* begin *
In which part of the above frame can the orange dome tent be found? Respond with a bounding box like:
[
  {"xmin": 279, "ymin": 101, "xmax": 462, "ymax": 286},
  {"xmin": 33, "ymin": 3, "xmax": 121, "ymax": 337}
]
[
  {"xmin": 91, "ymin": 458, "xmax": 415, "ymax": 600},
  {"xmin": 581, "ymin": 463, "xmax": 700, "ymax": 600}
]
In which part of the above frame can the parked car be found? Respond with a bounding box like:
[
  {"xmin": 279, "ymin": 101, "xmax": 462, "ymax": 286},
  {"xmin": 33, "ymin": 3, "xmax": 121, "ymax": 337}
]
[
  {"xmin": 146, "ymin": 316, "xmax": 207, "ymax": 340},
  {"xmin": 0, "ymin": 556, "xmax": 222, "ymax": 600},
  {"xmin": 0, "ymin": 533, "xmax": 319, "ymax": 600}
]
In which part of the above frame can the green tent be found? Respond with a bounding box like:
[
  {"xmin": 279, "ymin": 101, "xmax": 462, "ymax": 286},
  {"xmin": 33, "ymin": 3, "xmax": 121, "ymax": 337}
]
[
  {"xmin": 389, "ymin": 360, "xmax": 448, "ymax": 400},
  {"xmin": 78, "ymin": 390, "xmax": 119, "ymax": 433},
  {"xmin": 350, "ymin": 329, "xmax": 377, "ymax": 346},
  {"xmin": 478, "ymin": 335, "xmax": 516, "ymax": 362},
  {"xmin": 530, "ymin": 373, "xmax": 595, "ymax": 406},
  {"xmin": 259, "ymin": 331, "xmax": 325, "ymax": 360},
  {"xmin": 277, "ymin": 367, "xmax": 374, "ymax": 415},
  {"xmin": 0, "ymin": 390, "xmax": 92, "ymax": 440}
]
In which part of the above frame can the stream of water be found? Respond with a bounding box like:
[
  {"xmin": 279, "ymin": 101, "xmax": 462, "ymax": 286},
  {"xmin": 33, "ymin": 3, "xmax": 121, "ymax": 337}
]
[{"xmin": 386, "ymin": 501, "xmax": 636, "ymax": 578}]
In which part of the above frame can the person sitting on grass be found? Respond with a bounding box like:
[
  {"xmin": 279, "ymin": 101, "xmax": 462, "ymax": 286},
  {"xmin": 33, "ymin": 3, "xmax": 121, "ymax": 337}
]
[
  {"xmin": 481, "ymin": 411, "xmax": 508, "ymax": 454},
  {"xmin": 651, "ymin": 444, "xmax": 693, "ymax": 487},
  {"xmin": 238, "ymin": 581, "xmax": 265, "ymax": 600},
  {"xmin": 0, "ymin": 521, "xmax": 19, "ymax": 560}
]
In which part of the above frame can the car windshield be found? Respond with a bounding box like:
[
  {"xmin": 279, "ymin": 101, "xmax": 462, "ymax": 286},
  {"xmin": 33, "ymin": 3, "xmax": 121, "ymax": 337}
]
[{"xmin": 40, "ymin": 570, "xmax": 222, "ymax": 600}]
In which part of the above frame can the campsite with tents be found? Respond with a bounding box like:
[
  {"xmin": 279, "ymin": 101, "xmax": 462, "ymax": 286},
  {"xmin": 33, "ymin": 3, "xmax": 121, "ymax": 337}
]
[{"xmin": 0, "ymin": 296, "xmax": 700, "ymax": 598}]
* end *
* _WHAT THE TASK ASKS_:
Copy out the data from the line containing "In which part of the above frame can the green" through the end of the data, inclusive, with every request included. Multiply each bounding box coordinate in the answers by 1.45 and round to whole numbers, with halves rounded up, and leave the numbers in the requests and their format samples unchanged.

* _OUTPUT BELOW_:
In which part of the above frame can the green tent be found? Respond with a bounding box like:
[
  {"xmin": 279, "ymin": 101, "xmax": 462, "ymax": 286},
  {"xmin": 33, "ymin": 3, "xmax": 121, "ymax": 337}
]
[
  {"xmin": 564, "ymin": 522, "xmax": 650, "ymax": 580},
  {"xmin": 113, "ymin": 566, "xmax": 173, "ymax": 628},
  {"xmin": 508, "ymin": 477, "xmax": 547, "ymax": 502},
  {"xmin": 693, "ymin": 486, "xmax": 748, "ymax": 525},
  {"xmin": 769, "ymin": 541, "xmax": 863, "ymax": 589},
  {"xmin": 376, "ymin": 480, "xmax": 471, "ymax": 522},
  {"xmin": 402, "ymin": 532, "xmax": 542, "ymax": 602},
  {"xmin": 0, "ymin": 566, "xmax": 133, "ymax": 638}
]
In which part of the above frame can the stream of water be found? Respond with a bounding box like:
[
  {"xmin": 279, "ymin": 101, "xmax": 462, "ymax": 286},
  {"xmin": 33, "ymin": 3, "xmax": 121, "ymax": 337}
]
[{"xmin": 560, "ymin": 726, "xmax": 922, "ymax": 838}]
In which part of the above frame can the person sitting on grass be found? Respond with a bounding box like:
[
  {"xmin": 279, "ymin": 101, "xmax": 462, "ymax": 286},
  {"xmin": 33, "ymin": 3, "xmax": 121, "ymax": 337}
]
[
  {"xmin": 697, "ymin": 596, "xmax": 737, "ymax": 658},
  {"xmin": 944, "ymin": 644, "xmax": 1005, "ymax": 706},
  {"xmin": 345, "ymin": 842, "xmax": 384, "ymax": 870},
  {"xmin": 0, "ymin": 755, "xmax": 28, "ymax": 812}
]
In which part of the above frame can the car windshield be found? Respond with a bounding box like:
[
  {"xmin": 279, "ymin": 101, "xmax": 462, "ymax": 286},
  {"xmin": 33, "ymin": 3, "xmax": 121, "ymax": 337}
]
[{"xmin": 58, "ymin": 827, "xmax": 322, "ymax": 870}]
In which part of the above frame can the campsite with tents be found? Respond with a bounding box like:
[
  {"xmin": 279, "ymin": 101, "xmax": 462, "ymax": 286},
  {"xmin": 33, "ymin": 3, "xmax": 121, "ymax": 337}
]
[{"xmin": 0, "ymin": 429, "xmax": 1015, "ymax": 867}]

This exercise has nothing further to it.